- **Exercise instructions**:
Determine how many lines of the following records contain the word "below", treating uppercase and lowercase as distinct, and give only that number.

*****

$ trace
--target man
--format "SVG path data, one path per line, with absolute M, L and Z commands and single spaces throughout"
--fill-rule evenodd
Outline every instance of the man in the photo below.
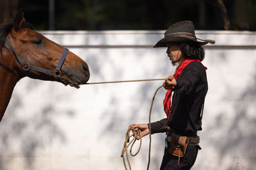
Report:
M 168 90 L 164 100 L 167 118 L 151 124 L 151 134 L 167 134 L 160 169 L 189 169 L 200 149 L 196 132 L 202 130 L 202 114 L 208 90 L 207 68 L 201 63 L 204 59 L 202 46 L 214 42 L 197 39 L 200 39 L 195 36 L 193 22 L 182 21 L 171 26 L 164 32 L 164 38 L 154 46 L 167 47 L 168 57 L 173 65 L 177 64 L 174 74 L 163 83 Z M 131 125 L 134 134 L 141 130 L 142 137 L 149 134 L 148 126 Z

*****

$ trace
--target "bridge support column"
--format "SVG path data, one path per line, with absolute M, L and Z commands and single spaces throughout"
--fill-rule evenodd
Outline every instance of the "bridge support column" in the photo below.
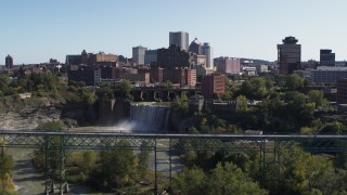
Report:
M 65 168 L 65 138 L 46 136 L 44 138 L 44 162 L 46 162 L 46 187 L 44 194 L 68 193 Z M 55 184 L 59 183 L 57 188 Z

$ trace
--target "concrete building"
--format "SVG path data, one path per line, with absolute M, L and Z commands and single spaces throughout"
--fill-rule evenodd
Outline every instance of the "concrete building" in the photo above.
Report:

*****

- **Answer for the task**:
2